> [The data]
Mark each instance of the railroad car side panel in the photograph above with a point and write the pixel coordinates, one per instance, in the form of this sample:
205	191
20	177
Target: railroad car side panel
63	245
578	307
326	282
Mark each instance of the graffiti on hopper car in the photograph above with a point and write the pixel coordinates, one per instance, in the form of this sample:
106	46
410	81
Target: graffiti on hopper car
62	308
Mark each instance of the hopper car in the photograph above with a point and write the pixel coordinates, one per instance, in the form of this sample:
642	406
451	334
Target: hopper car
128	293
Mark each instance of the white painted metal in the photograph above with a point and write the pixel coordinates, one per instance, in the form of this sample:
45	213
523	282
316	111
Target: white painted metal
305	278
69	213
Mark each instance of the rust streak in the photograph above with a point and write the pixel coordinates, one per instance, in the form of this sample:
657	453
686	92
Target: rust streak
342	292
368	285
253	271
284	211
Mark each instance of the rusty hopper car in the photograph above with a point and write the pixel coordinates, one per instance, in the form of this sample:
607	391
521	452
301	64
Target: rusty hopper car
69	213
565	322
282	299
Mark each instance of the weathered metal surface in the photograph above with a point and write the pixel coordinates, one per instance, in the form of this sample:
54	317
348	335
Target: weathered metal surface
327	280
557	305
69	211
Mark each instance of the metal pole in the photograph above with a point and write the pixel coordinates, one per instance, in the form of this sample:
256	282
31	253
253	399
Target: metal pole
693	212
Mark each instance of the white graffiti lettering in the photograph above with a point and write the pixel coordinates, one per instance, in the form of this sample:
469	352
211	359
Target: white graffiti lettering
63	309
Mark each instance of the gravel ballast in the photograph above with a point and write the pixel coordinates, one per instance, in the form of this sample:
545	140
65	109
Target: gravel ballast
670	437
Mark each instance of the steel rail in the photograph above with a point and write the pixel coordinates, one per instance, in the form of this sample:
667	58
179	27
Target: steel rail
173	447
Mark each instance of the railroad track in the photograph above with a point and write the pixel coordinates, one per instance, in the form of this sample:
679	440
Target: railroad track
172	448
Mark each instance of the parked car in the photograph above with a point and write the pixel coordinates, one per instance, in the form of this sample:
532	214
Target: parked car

> [What is expected] Extract the complete listing above, reproducing each line exactly.

> [Exercise output]
Mark each instance of the railroad car side panel in the photograph above with a point and write the pixel coordinates, one per instance, in the form of this sample:
205	191
20	177
Target: railroad car side panel
63	245
578	307
326	282
Mark each instance of the graffiti on hopper car in the photograph above with a point and write the pixel coordinates, one per instance, in the form of this sample:
106	46
410	81
Target: graffiti on hopper car
62	308
Mark each instance of the hopper car in the photograph above with a point and write the pixel coordinates, one per instance, in the form of this sample:
642	406
451	334
Target: hopper car
128	293
Mark each instance of the white painted metal in the photograph above with a point and write the pixel coordinates, one per instance, in the form of this sample:
45	213
523	282
316	111
Target: white painted metal
305	278
69	213
Mark each instance of the rust streak in the photograph above with a point and write the pixel coordinates, one per instance, in the form of this sample:
657	453
686	92
Target: rust streak
342	292
368	285
253	271
284	211
Mark each instance of the rusty hopper car in the photograph above with a point and write the pixel coordinates, one per instance, in the form of this sample:
607	391
521	452
301	64
Target: rusty hopper car
69	213
565	322
282	299
Mark each instance of the weathered metal surface in the photograph above with a point and write the pixel coordinates, one per instance, in the form of this sample:
54	317
348	335
Target: weathered metal surface
327	280
557	305
69	211
Mark each instance of the metal pole in the photograph above with a point and write the pixel coordinates, one per instance, in the form of this sample:
256	282
31	253
253	399
Target: metal pole
693	212
Mark each instance of the white graffiti lettering in the photograph above with a point and write the pixel coordinates, one per instance, in the form of this sample:
469	352
211	359
Target: white graffiti lettering
63	309
Mark each instance of the gravel ballast in the photograph above with a point and write the pixel coordinates, one per instance, in the form of this sample:
545	140
65	109
Target: gravel ballast
670	437
Mark each instance of the steel rail in the photograph above with a point and write the pixel coordinates, one per instance, in the form of this sample:
667	58
179	27
Target: steel rail
173	447
Mark each instance of the railroad track in the photograph above with a point and write the pixel coordinates, one per instance, in the form of this sample:
679	440
Target: railroad track
172	448
Mark each instance of the parked car in the photograph above with a point and write the pixel coordinates, one per instance, in the form of this sample:
532	214
Target: parked car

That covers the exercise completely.